SET EXERCISE: Reproduce all of the data below, including the requests, and offset every coordinate in the answers by -14. Omit the pictures from your response.

'''

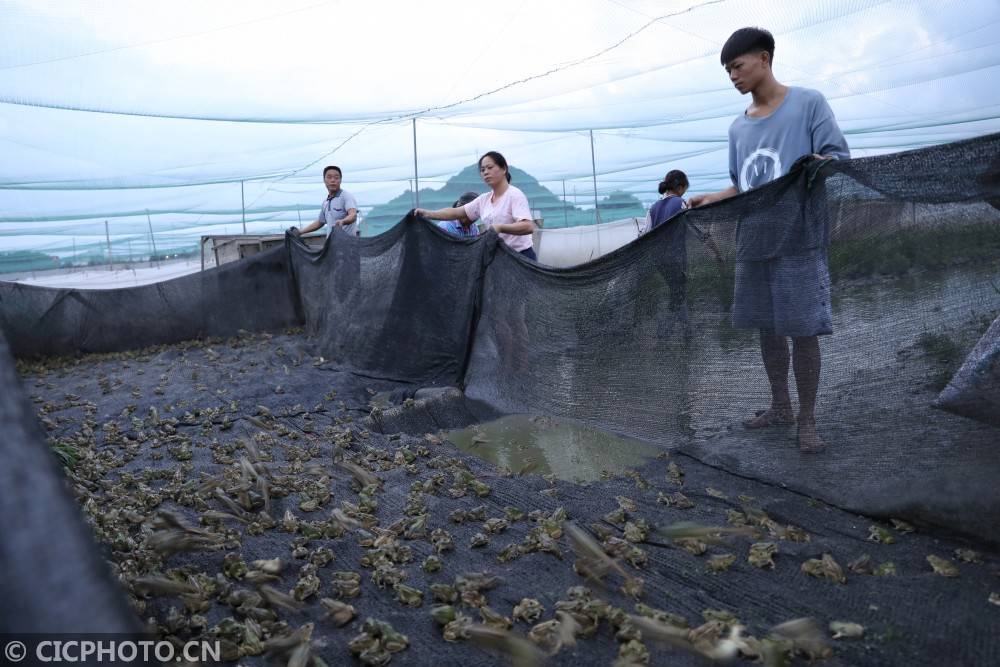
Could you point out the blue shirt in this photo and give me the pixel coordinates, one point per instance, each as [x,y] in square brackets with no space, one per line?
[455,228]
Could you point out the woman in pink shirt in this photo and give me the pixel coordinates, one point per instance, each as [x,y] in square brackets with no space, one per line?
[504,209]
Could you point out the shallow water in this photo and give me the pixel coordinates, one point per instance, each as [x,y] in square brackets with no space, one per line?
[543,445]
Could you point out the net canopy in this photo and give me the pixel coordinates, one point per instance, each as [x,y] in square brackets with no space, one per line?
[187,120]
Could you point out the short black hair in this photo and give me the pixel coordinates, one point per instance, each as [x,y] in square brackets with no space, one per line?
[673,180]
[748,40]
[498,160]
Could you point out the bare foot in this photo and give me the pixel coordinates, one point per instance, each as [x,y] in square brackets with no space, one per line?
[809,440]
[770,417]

'''

TASK RESPONSE:
Could you point out the blue shirt in this photo and give me the pixel coordinates, one point per instance, each as [x,y] in square brackets with no space, one per line?
[441,214]
Could you point out the woman in pink shirt in this photo and give me the pixel coordinates, one point per instance, each as [x,y] in square brackets with no space, one per line?
[490,195]
Could you point out the shallow water in this photo and give me the pixel coordinates, one point per instance, each as [x,y] in square brackets with no space, one per line?
[529,431]
Could you point out the net canopy in this photo and give me the pixel coordinates, one point per instance, each as [x,y] in square brackets with no space, one per line?
[173,106]
Could you point out the short black hair in this photo and give me the pixel coordinates, one point per instance, each as [x,y] in square brackets with no space, one per line?
[659,166]
[734,26]
[484,146]
Could you point out the bare foot in this photo and give me the pixel coordinates, one point per instance, each as [x,y] in square brackets with no space, one per line?
[795,426]
[756,403]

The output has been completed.